# Given request:
Copy every line of the material below verbatim, leaving out the pictures.

Point labeling data from photos
####################

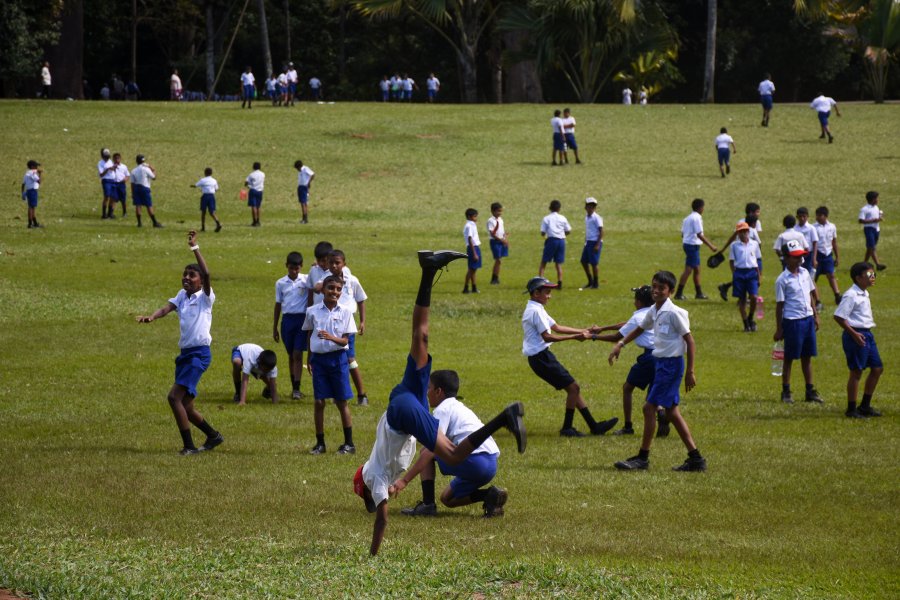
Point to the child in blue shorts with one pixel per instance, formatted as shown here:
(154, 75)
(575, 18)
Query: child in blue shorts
(672, 342)
(796, 321)
(193, 303)
(407, 415)
(854, 315)
(291, 297)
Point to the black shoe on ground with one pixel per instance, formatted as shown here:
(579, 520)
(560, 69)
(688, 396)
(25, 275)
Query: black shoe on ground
(635, 463)
(420, 510)
(603, 427)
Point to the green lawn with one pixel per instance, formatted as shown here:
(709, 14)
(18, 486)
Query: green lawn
(798, 501)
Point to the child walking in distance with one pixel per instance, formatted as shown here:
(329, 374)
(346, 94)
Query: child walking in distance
(251, 360)
(593, 243)
(471, 476)
(672, 342)
(854, 315)
(499, 240)
(554, 228)
(473, 249)
(305, 175)
(255, 183)
(30, 184)
(870, 217)
(540, 332)
(291, 297)
(691, 239)
(328, 324)
(796, 322)
(193, 303)
(407, 415)
(208, 188)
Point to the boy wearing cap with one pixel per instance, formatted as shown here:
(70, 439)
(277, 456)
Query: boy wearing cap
(743, 257)
(672, 342)
(854, 315)
(593, 243)
(407, 415)
(796, 321)
(30, 184)
(540, 331)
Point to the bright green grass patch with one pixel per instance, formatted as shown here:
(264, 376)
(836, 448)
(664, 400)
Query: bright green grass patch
(798, 501)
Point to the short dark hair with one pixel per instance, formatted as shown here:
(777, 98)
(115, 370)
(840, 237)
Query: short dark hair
(446, 380)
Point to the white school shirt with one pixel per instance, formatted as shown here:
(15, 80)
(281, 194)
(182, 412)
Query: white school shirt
(250, 361)
(691, 226)
(337, 321)
(256, 180)
(793, 289)
(142, 175)
(745, 256)
(856, 308)
(827, 234)
(391, 455)
(723, 140)
(498, 223)
(304, 175)
(535, 321)
(194, 317)
(870, 211)
(207, 185)
(670, 324)
(457, 421)
(292, 294)
(555, 225)
(645, 340)
(470, 230)
(593, 223)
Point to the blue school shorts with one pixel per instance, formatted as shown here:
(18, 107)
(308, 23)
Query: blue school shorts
(499, 249)
(666, 388)
(208, 202)
(292, 334)
(858, 358)
(589, 256)
(872, 236)
(474, 257)
(744, 281)
(554, 250)
(471, 474)
(190, 366)
(799, 338)
(643, 371)
(331, 376)
(407, 410)
(140, 196)
(691, 255)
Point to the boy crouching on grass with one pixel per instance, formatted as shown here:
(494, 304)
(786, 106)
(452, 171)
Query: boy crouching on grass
(407, 415)
(854, 315)
(193, 303)
(672, 341)
(250, 359)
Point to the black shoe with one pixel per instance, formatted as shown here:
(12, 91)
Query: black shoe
(420, 510)
(494, 501)
(212, 442)
(601, 428)
(635, 463)
(438, 260)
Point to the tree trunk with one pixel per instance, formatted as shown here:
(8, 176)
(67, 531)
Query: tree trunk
(709, 69)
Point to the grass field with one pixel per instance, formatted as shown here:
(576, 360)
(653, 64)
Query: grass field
(798, 501)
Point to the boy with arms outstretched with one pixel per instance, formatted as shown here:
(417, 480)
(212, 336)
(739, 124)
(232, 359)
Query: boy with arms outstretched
(407, 415)
(193, 303)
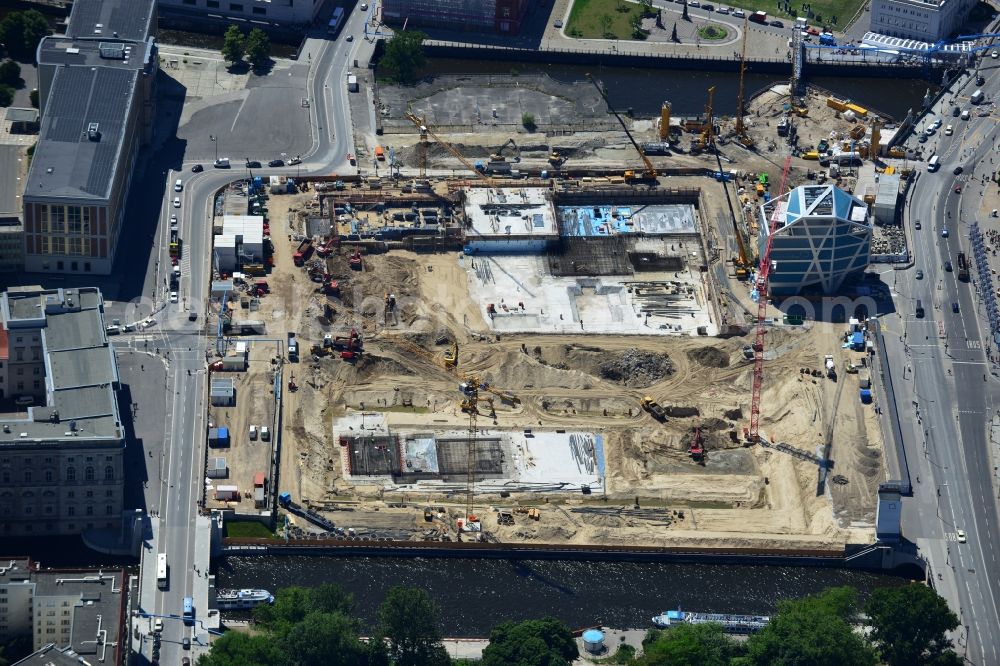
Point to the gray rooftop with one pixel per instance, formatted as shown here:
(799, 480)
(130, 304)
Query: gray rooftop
(67, 161)
(10, 205)
(126, 19)
(81, 374)
(50, 655)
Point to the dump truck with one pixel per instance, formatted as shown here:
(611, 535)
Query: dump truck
(303, 252)
(654, 408)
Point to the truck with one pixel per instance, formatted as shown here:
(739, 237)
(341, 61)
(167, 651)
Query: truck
(654, 409)
(963, 267)
(303, 252)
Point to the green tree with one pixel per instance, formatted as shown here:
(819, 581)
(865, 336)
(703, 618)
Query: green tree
(909, 624)
(407, 621)
(545, 642)
(233, 45)
(815, 630)
(404, 56)
(10, 72)
(689, 645)
(258, 48)
(20, 32)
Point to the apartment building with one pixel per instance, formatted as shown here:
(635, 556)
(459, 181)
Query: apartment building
(61, 467)
(96, 91)
(69, 614)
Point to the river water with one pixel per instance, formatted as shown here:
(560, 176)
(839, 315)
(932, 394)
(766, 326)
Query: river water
(645, 89)
(475, 594)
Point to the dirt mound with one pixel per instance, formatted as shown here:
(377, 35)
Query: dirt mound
(710, 357)
(679, 412)
(637, 368)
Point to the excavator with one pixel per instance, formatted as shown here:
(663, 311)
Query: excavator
(649, 172)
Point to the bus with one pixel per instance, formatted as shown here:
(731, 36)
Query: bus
(188, 611)
(161, 571)
(333, 27)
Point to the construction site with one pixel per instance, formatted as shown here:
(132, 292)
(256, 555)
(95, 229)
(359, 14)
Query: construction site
(520, 345)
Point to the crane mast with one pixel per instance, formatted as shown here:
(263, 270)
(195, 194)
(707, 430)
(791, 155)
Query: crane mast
(753, 436)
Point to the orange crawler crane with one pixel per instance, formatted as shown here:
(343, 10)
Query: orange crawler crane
(753, 434)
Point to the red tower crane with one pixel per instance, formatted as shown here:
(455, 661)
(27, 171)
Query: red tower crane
(758, 347)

####################

# Reply to the task:
Point to the child in blue shorts with one pixel per instance, formatted as shown here:
(154, 75)
(575, 18)
Query: child in blue shorts
(672, 342)
(796, 321)
(193, 303)
(407, 415)
(854, 315)
(291, 297)
Point to the black shoe on ground with one pixel per instance, formatted as shown here:
(579, 520)
(560, 69)
(688, 396)
(25, 275)
Query: black shoe on ground
(635, 463)
(420, 510)
(603, 427)
Point to the green lawn with one pixel per instance, formatted as shown here:
(709, 14)
(18, 486)
Query: green lawn
(798, 501)
Point to the child walking in distance with one pixel per instance, formatted as shown here:
(329, 374)
(346, 94)
Query: child walking in distance
(251, 360)
(593, 243)
(471, 476)
(672, 342)
(854, 315)
(499, 240)
(554, 228)
(473, 249)
(305, 175)
(255, 183)
(30, 184)
(870, 217)
(540, 332)
(291, 297)
(691, 239)
(328, 324)
(796, 322)
(193, 303)
(407, 415)
(208, 188)
Point to the boy wearing cap with one pixel per instance, formatted as shown here:
(70, 439)
(277, 456)
Query: boy wearing cap
(743, 257)
(672, 342)
(854, 315)
(593, 243)
(407, 415)
(796, 321)
(30, 184)
(540, 331)
Point to the bright green grass patch with one pixel per instance, formatted as shown here:
(264, 376)
(836, 448)
(664, 400)
Query: bright green grass patch
(798, 501)
Point to the short dark hair with one pixel per instance, formatted as shown here:
(777, 98)
(115, 370)
(840, 237)
Query: short dark hair
(446, 380)
Point to the white school shirt with one pixel per instance, formatted as shown here:
(15, 80)
(281, 194)
(182, 412)
Query: white school shirt
(250, 361)
(691, 226)
(337, 321)
(256, 180)
(793, 289)
(142, 175)
(745, 256)
(856, 308)
(827, 234)
(391, 455)
(723, 140)
(498, 223)
(304, 175)
(535, 321)
(194, 317)
(870, 211)
(207, 185)
(670, 324)
(457, 421)
(292, 294)
(555, 225)
(645, 340)
(470, 230)
(593, 223)
Point to the blue school shorts with one pixel per instance, formatted as shown here:
(18, 107)
(308, 23)
Query: blue school shorts
(499, 249)
(666, 388)
(208, 202)
(292, 334)
(858, 358)
(589, 256)
(872, 236)
(474, 257)
(744, 281)
(554, 250)
(471, 474)
(190, 366)
(799, 338)
(643, 371)
(331, 376)
(407, 410)
(140, 196)
(691, 255)
Point to the boy crouching on grass with one pixel per instance, formatted as shown here:
(494, 304)
(786, 106)
(452, 171)
Query: boy crouching on grass
(407, 415)
(854, 315)
(193, 303)
(672, 341)
(250, 359)
Point to the black shoe with one pixel per instance, formatted as shown here:
(12, 91)
Query: black shoe
(420, 510)
(494, 501)
(212, 442)
(601, 428)
(635, 463)
(438, 260)
Point to the tree trunk with one pixel per instance, formatted as shown here:
(8, 176)
(67, 531)
Query: tree trunk
(709, 69)
Point to the grass field with one pixel per instance, formatted as shown here:
(576, 360)
(653, 64)
Query: grass field
(798, 501)
Point to the boy with arms outstretched with one pixel per instance, formatted as shown here:
(417, 480)
(212, 336)
(739, 124)
(232, 359)
Query: boy with arms outstretched
(407, 415)
(193, 303)
Point to the gray rooftop with one pixel per instance, formatted as shown here:
(799, 480)
(130, 304)
Query: gray rooftop
(67, 161)
(10, 205)
(126, 19)
(81, 374)
(50, 655)
Point to the dump truck with one pixel per instance, formatted as shown here:
(611, 535)
Query: dump truck
(303, 252)
(654, 408)
Point to the truck with one pixel per instance, formatted as shown here:
(739, 237)
(341, 61)
(167, 651)
Query: truck
(654, 409)
(963, 267)
(303, 252)
Point to the green tree with one pixel per instance, formatted as shown here:
(819, 581)
(865, 336)
(703, 618)
Query: green tree
(909, 624)
(407, 621)
(545, 642)
(233, 45)
(815, 630)
(404, 56)
(10, 72)
(689, 645)
(258, 48)
(20, 32)
Point to the apartment building with one pixel per instance, formatted as shown here:
(635, 556)
(459, 181)
Query: apartment building
(61, 467)
(96, 91)
(69, 614)
Point to the river water with one pixel per instance, formatted as shown here:
(560, 176)
(839, 315)
(932, 394)
(766, 326)
Query: river water
(645, 89)
(475, 594)
Point to the dirt mound with one pixel per instance, formatted as shown here:
(377, 35)
Query: dirt mound
(710, 357)
(679, 412)
(637, 368)
Point to the excavator with one pixel per instance, formatted as shown here:
(663, 311)
Query: excavator
(649, 172)
Point to the bus with one pixel per instance, formatted as shown here:
(731, 36)
Query: bus
(188, 611)
(161, 571)
(333, 27)
Point to the construction site with one pixel per instance, formatted as shown here:
(132, 292)
(256, 555)
(95, 229)
(359, 14)
Query: construction site
(520, 345)
Point to the crane mast with one pixel per instance, formatted as shown here:
(263, 270)
(195, 194)
(707, 430)
(791, 155)
Query: crane mast
(753, 436)
Point to the orange crawler crane with one pixel per instance, formatted as shown here:
(343, 10)
Query: orange crawler crane
(753, 434)
Point to the red tower crane with one pixel per instance, formatted as shown here:
(455, 661)
(27, 171)
Query: red tower crane
(758, 347)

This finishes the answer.